* _TEXTO DE LA PÁGINA_:
Y tanto es así —que se trata de un único y extenso poema en proceso, de un work in progress, que diría nuestro amado Joyce— que treinta años después de Vertedero de Otaca leemos:
Ahora sí que he llegado al vertedero
al espejo donde estoy muriéndome
harto de vida y sucio
ante la muerte. Reconstruyo
las casas, las mujeres desnudas,
la roña del amor y vuelvo.
Y vuelve —por supuesto, no sólo físicamente, sino evocando su infancia– a esa Otaca ya legendaria, a la playa del Masnou, a la riera de las cañas, a los veraneantes, a los patios, al jardín de los juegos y a los postigos, al mar, a los amores de juventud, a la lluvia, a la casa de las brumas, a la madre y a los hermanos, al padre y a los amigos, a los vivos y a los muertos. Y, cuando regresa a estos escenarios y actores, lo hace hablándonos de lo fundamental: de recuerdos y de amor, de su amor por los recuerdos, de la nostalgia del pasado, de la muerte y del mar, del cuerpo femenino, de la experiencia del sexo, de la soledad, de aquel verano (pues es siempre aquel el verano, nunca otro), de las cicatrices que deja el tiempo, de lo que somos, y somos lo que fuimos —dice él—, y otras cosas.
Sin embargo, como ya he apuntado antes, individualmente, los libros de Masoliver guardan su propia esencia, nada es igual, pese a las coincidencias, porque cada uno esconde su propio secreto. En conjunto, la obra poética de Masoliver —yo me atrevería a decir que toda su producción— nos aparece como un continuum que nace lejos de nosotros, se nos acerca y, luego, prosigue su viaje. Y no lo duden, precisamente en eso, en ver transformarse los acontecimientos y los propios recuerdos a lo largo de los años, se centra uno de los grandes atractivos de su producción poética.

* _DATOS GUARDADOS_:
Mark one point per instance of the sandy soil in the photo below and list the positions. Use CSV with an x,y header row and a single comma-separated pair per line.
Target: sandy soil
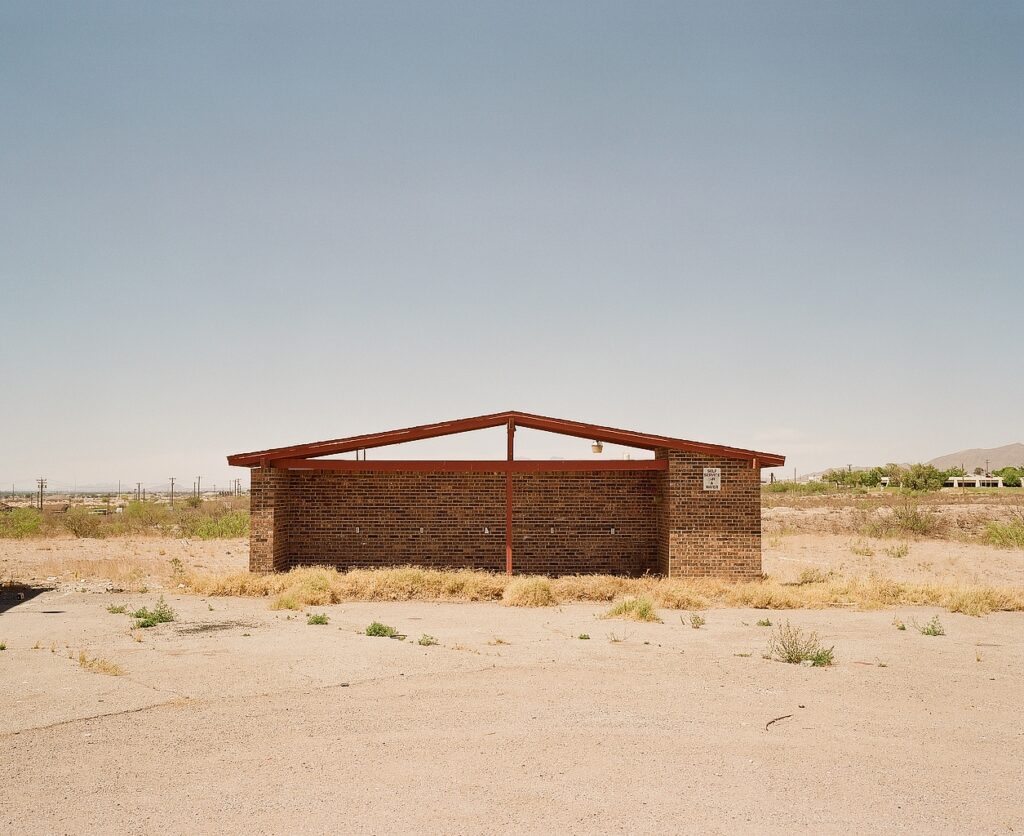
x,y
926,560
237,718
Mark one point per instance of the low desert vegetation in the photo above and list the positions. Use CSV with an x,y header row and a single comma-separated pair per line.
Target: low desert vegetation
x,y
790,643
214,519
1006,535
528,592
634,610
160,614
907,519
381,630
318,586
931,627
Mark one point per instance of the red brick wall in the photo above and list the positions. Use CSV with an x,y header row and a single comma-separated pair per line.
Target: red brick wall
x,y
562,523
710,533
626,523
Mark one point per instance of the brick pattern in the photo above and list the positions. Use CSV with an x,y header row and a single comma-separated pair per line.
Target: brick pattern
x,y
710,533
624,523
350,519
268,520
596,523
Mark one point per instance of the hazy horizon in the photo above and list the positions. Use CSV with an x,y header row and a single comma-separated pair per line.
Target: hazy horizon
x,y
787,226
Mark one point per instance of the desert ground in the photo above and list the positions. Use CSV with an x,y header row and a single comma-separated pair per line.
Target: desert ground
x,y
239,717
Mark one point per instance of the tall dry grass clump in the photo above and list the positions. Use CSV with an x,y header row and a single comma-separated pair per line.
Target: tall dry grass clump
x,y
531,591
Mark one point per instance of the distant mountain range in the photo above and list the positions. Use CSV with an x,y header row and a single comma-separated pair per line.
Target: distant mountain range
x,y
998,457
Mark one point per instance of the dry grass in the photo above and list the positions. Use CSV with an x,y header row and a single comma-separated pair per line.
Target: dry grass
x,y
531,591
322,586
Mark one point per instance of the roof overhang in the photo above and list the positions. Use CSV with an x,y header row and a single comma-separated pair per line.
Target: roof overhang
x,y
627,437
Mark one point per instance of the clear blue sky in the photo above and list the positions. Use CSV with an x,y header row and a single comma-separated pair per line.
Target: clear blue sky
x,y
793,226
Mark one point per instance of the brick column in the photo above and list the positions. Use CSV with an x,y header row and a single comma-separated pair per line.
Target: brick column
x,y
268,520
710,533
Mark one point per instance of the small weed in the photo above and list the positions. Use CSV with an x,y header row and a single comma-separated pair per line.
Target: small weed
x,y
932,627
634,609
861,548
98,665
792,644
160,614
381,630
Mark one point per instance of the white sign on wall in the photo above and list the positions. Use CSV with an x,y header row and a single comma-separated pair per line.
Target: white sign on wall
x,y
713,478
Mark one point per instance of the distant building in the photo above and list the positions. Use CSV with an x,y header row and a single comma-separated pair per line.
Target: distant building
x,y
973,482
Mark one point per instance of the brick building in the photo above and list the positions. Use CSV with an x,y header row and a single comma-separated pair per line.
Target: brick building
x,y
693,509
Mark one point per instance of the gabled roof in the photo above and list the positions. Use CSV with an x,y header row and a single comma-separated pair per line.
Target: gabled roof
x,y
627,437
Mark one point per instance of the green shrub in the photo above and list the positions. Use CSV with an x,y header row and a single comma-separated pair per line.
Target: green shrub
x,y
904,520
801,488
1007,535
160,614
222,527
381,630
19,523
792,644
79,521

* _INSTRUCCIONES_:
A. Enumera todo lo que la voz dice reconstruir en los versos citados en el texto sobre la poesía de Masoliver.
B. Sigue escribiendo el texto sobre la poesía de Masoliver a partir de su última frase.
Las entradas no intervienen para nada en esto.

* _RESPUESTAS ESPERADAS_:
A. Las casas, las mujeres desnudas y la roña del amor.

B.
No les ocultaré que la poesía de Masoliver es un poco gamberra, siempre irreverente y erótica, en ocasiones, surrealista. A veces uno cree que debería leerlo con un manual de psicología o de interpretación de los sueños al costado —estamos hablando constantemente de eros y de tánatos—, si no fuera porque la poesía no precisa de manuales ni de interpretaciones que no sean las del propio lector. Si el escritor desarrolla su propio mundo a través de la escritura, el lector hace otro tanto a través de la lectura. Cada uno de nosotros tiene su mirada particular y, fruto de ese proceso interpretativo, nace nuestra propia visión.
En los últimos libros, Masoliver ya venía reflexionando sobre la muerte. En ellos hay un cierto vuelco, en su constante ir y venir de la memoria, cuando advierte que el olvido o la muerte de quienes nos recuerdan nos devolverán definitivamente a la nada. Y tampoco nos sorprende que ahora lo vea todo como en un bucle al que no haya más remedio que regresar, se trata de algo superior a él, que vive como un agravio:
El agravio de estar maniatado
a un mismo poema, al espejismo
de sus variaciones; de regresar
a los mismos espacios de la memoria,
a las mismas trampas del corazón.
Y sigo, porque también confiesa que
Cuando estaba en mi casa
estaba prisionero en mi casa,
sollozando, inventando
paisajes. Ahora estoy prisionero
en los paisajes que he ido inventado
contemplando la casa
cerrada para siempre.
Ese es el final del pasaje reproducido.